(轮廓标注记录)

◇ ◇ ◇ ◇ ◇

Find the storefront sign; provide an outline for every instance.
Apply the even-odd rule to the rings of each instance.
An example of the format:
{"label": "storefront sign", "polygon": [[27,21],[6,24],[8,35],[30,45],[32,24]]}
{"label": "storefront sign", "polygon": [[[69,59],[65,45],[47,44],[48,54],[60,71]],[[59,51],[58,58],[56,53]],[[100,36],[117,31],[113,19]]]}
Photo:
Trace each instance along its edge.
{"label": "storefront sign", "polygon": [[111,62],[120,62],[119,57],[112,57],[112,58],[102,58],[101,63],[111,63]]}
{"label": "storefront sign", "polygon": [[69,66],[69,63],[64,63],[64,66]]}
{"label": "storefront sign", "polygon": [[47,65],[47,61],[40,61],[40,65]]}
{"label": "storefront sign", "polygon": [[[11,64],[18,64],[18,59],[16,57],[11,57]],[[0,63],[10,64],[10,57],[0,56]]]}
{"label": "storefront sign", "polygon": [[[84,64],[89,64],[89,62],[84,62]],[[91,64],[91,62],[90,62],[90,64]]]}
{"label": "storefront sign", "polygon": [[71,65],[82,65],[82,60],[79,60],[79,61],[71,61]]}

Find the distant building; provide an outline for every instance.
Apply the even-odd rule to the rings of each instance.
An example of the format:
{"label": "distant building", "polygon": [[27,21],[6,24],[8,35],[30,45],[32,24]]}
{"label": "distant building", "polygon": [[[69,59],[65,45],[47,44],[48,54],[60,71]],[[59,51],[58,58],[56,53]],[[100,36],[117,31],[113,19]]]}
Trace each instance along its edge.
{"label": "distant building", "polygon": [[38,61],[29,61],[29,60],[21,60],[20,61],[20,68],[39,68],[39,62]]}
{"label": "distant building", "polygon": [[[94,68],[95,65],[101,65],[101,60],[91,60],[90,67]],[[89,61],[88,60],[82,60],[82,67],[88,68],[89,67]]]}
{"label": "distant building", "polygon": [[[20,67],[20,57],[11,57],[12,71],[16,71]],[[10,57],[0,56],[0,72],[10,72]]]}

◇ ◇ ◇ ◇ ◇

> [任务要求]: 请将上方列表从头至尾逐字照录，不得遗漏任何一行。

> [结果]:
Find the storefront sign; provide an outline for every instance.
Apply the even-odd rule to the rings of each instance.
An example of the format:
{"label": "storefront sign", "polygon": [[27,21],[6,24],[8,35],[30,45],[32,24]]}
{"label": "storefront sign", "polygon": [[[69,59],[65,45],[47,44],[48,54],[60,71]],[[59,51],[58,58],[56,53]],[[100,36],[117,31],[113,19]]]}
Photo:
Trace each instance along its edge.
{"label": "storefront sign", "polygon": [[111,62],[120,62],[119,57],[112,57],[112,58],[102,58],[101,63],[111,63]]}
{"label": "storefront sign", "polygon": [[69,66],[69,63],[64,63],[64,66]]}
{"label": "storefront sign", "polygon": [[47,65],[47,61],[40,61],[40,65]]}
{"label": "storefront sign", "polygon": [[[11,64],[18,64],[18,59],[16,57],[11,57]],[[0,63],[10,64],[10,57],[0,56]]]}
{"label": "storefront sign", "polygon": [[[84,64],[89,64],[89,62],[84,62]],[[91,64],[91,62],[90,62],[90,64]]]}
{"label": "storefront sign", "polygon": [[71,65],[82,65],[82,60],[79,60],[79,61],[71,61]]}

Find the distant building; provide an outline for every instance.
Apply the even-odd rule to the rings of each instance.
An example of the format:
{"label": "distant building", "polygon": [[27,21],[6,24],[8,35],[30,45],[32,24]]}
{"label": "distant building", "polygon": [[[69,59],[65,45],[47,44],[48,54],[60,71]],[[59,51],[58,58],[56,53]],[[100,36],[117,31],[113,19]]]}
Trace each instance along its edge.
{"label": "distant building", "polygon": [[38,61],[29,61],[29,60],[21,60],[20,61],[20,68],[39,68],[39,62]]}
{"label": "distant building", "polygon": [[[94,68],[95,65],[101,65],[101,60],[91,60],[90,67]],[[89,61],[88,60],[82,60],[82,67],[88,68],[89,67]]]}
{"label": "distant building", "polygon": [[[20,67],[20,57],[11,57],[12,71],[16,71]],[[10,57],[0,56],[0,72],[10,72]]]}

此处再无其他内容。